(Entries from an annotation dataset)
=======

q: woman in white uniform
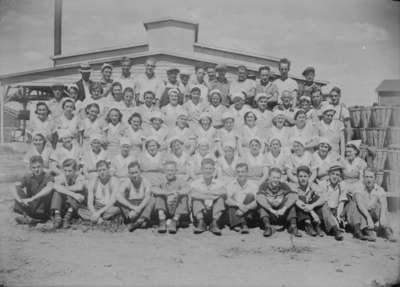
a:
[104,108,128,160]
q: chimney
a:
[54,0,62,56]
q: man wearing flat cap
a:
[160,68,183,108]
[230,65,256,105]
[297,66,319,102]
[208,64,231,107]
[75,63,93,102]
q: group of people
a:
[14,58,394,241]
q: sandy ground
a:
[0,146,400,286]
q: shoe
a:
[63,211,72,229]
[240,223,250,234]
[53,212,63,229]
[210,220,222,236]
[314,223,324,237]
[288,225,303,237]
[15,215,38,225]
[263,225,273,237]
[304,223,317,237]
[128,220,143,232]
[194,219,206,234]
[333,229,343,241]
[364,229,376,242]
[157,219,167,233]
[168,219,177,234]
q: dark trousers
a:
[13,190,53,220]
[154,195,189,218]
[258,194,297,226]
[228,194,256,228]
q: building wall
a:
[378,92,400,106]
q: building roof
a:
[0,18,327,88]
[143,18,199,42]
[376,79,400,92]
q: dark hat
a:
[328,164,343,172]
[79,63,92,73]
[302,67,315,77]
[51,83,65,90]
[215,64,228,71]
[167,68,179,75]
[297,165,311,175]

=======

Given task:
Could you rewrite the listing from its start through the line with "[228,194,256,228]", putting "cloth cap" in place of "flat cap" and keeping everything else the same? Leave the pictures out.

Written solution:
q: woman in white uniform
a:
[104,108,128,160]
q: chimney
a:
[54,0,62,56]
q: man wearing cloth cap
a:
[160,68,183,108]
[230,65,256,105]
[297,66,319,102]
[208,64,231,107]
[75,63,93,102]
q: group of people
a:
[14,58,394,241]
q: sandy ground
a:
[0,146,400,286]
q: shoe
a:
[63,211,72,229]
[240,223,250,234]
[53,212,63,229]
[210,220,222,236]
[314,223,324,237]
[288,225,303,237]
[15,215,38,225]
[263,225,273,237]
[304,223,317,237]
[128,220,143,232]
[194,219,206,234]
[333,229,343,241]
[364,229,376,242]
[157,219,167,233]
[168,219,177,234]
q: dark trousers
a:
[13,190,53,220]
[154,195,189,218]
[258,194,297,226]
[228,194,256,228]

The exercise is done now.